# START OF Article

Lord of a Different Ring
Atlanta’s Mitchell Graham has been a fencing champion, a lawyer, and a neuropsychologist. So what turned him into a fantasy novelist with Spielberg beating down his door? We took him out to lunch to find out. by Bradford R. Pilcher


ou’d think Mitchell Graham an unlikely fantasy novelist. A national fencing champion, lawyer and neuropsychologist, he’d led a thoroughly full life, but none of it had indicated a future as a fictional author of the fantastic. Then again, you might not know about a little story from Graham’s youth.

As we sit over lunch, the blistering sun warming the dining room of the Sandy Springs deli we’ve selected, he tells it to me.

“I was about nine-years-old, and I sat on the floor of the public library in Brooklyn and read this book called, The Lion, the Witch, and the Wardrobe,” he says with the glimmer of a sly smile. His rusty red hair is on fire thanks to the sunlight pouring over it. It adds just a touch of spark to the story he so deftly tells.

# END OF Article
# START OF Extracted entries

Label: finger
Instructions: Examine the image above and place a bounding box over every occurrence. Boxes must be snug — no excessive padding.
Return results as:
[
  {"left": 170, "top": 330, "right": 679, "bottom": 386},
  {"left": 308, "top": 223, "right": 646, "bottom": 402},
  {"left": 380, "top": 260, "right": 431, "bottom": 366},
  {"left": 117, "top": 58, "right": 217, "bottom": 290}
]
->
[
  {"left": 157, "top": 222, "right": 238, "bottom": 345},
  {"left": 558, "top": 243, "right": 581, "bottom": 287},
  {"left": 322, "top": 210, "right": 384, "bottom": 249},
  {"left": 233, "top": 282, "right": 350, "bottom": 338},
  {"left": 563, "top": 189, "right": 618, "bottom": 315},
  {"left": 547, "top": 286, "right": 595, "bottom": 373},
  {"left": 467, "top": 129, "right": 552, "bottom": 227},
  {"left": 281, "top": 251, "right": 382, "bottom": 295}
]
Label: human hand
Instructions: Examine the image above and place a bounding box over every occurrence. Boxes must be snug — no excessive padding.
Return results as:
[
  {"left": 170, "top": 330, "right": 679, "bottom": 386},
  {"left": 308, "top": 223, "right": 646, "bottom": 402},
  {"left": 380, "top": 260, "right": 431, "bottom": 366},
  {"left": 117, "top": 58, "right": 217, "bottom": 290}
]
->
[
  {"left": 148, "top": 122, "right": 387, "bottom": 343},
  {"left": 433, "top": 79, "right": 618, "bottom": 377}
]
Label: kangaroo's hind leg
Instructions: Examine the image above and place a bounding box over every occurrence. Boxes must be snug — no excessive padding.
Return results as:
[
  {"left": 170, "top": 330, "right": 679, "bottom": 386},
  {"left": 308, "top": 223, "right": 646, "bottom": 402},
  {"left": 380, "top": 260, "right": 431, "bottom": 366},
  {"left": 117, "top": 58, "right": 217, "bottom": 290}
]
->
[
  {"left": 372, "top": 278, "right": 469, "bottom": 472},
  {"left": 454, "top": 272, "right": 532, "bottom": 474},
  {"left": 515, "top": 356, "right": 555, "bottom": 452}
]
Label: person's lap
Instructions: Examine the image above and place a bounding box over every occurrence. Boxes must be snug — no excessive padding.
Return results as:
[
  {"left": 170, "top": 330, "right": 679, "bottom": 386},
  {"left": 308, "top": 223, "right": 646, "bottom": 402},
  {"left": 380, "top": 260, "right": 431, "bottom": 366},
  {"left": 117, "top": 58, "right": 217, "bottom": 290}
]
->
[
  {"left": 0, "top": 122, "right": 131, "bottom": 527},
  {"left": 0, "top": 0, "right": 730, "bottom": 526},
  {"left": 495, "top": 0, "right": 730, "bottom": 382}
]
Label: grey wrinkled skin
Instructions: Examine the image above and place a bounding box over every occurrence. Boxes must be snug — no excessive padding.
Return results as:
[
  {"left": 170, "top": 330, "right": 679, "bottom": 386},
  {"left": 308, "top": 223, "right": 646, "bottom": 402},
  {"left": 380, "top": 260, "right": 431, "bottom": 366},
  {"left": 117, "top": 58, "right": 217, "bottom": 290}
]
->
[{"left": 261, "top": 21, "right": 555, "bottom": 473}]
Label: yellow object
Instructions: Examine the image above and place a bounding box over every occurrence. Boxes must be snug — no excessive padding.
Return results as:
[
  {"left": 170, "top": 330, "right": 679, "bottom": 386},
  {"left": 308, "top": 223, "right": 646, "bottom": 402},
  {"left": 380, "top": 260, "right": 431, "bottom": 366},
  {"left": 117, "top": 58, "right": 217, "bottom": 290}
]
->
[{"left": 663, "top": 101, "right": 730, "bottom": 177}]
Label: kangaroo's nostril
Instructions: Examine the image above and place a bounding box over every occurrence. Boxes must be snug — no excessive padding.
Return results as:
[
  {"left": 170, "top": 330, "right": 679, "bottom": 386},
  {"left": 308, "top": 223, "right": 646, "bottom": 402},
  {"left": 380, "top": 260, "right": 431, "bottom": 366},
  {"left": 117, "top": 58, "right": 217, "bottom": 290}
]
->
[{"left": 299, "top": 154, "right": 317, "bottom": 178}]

# END OF Extracted entries

Instruction 1:
In the profile of Mitchell Graham, what book did he read on the floor of a Brooklyn public library at about nine years old?
Instruction 2:
Revise the Mitchell Graham profile. Write out the part starting with "Lord of a Different" and going on through "from Graham’s youth.", changing "fencing" to "chess".
Instruction 3:
Translate this sentence from the Mitchell Graham profile into Spanish: "As we sit over lunch, the blistering sun warming the dining room of the Sandy Springs deli we’ve selected, he tells it to me."

Written reply 1:
The Lion, the Witch, and the Wardrobe

Written reply 2:
Lord of a Different Ring
Atlanta’s Mitchell Graham has been a chess champion, a lawyer, and a neuropsychologist. So what turned him into a fantasy novelist with Spielberg beating down his door? We took him out to lunch to find out. by Bradford R. Pilcher


ou’d think Mitchell Graham an unlikely fantasy novelist. A national chess champion, lawyer and neuropsychologist, he’d led a thoroughly full life, but none of it had indicated a future as a fictional author of the fantastic. Then again, you might not know about a little story from Graham’s youth.

Written reply 3:
Mientras almorzamos, con el sol abrasador calentando el comedor de la charcutería de Sandy Springs que hemos elegido, él me la cuenta.